What you should do =>
Rewrite the records below with "shelf-audit log" changed to "inventory log" and everything else left the same. Omit the pictures from your answer.

Exercise data =>
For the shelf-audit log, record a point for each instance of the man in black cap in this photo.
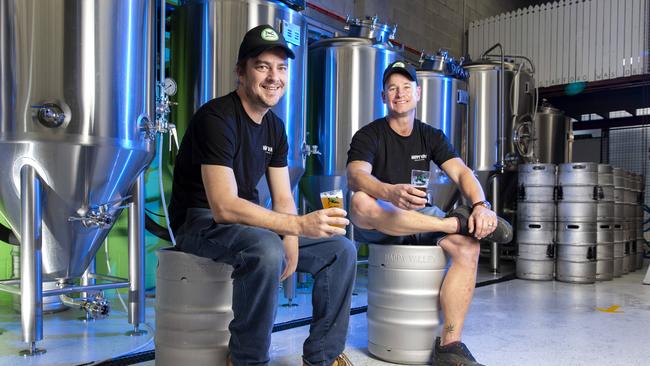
(387, 209)
(230, 143)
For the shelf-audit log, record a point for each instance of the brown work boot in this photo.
(341, 360)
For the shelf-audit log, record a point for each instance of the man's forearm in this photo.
(241, 211)
(367, 183)
(470, 187)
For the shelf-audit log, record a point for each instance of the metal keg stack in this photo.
(605, 224)
(640, 242)
(577, 207)
(628, 223)
(536, 222)
(619, 223)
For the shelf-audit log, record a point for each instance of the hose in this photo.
(162, 191)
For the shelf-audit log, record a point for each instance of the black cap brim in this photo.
(257, 51)
(398, 71)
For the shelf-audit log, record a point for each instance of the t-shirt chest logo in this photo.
(421, 157)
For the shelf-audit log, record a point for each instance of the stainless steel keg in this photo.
(403, 307)
(536, 250)
(605, 251)
(193, 310)
(576, 252)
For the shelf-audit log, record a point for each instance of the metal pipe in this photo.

The reply =>
For the inventory log, record a point for each instance of the man in black cap in this photo.
(387, 209)
(230, 143)
For the inventory log, record a point for each instance of the brown work boot in this photo.
(341, 360)
For the inventory log, record a point for each instance of the man's forearm in this photo.
(241, 211)
(367, 183)
(470, 187)
For the inventory log, record a point for each instance of the metal keg stack in this photo.
(605, 224)
(640, 242)
(577, 207)
(628, 223)
(536, 222)
(619, 223)
For the inventory log, record a point for each instance of the hose in this photo.
(162, 191)
For the inventory log, record a point for each instance of the black cap brim in this photo.
(257, 51)
(398, 71)
For the inventory log, record a point for each instance of the t-shirt chest logo in this photo.
(421, 157)
For the inventory log, record a point for each instance of the stainless steel keg in this photo.
(403, 307)
(536, 250)
(605, 251)
(193, 310)
(576, 252)
For the inventory log, record a point for each instance of the metal pipe in this photo.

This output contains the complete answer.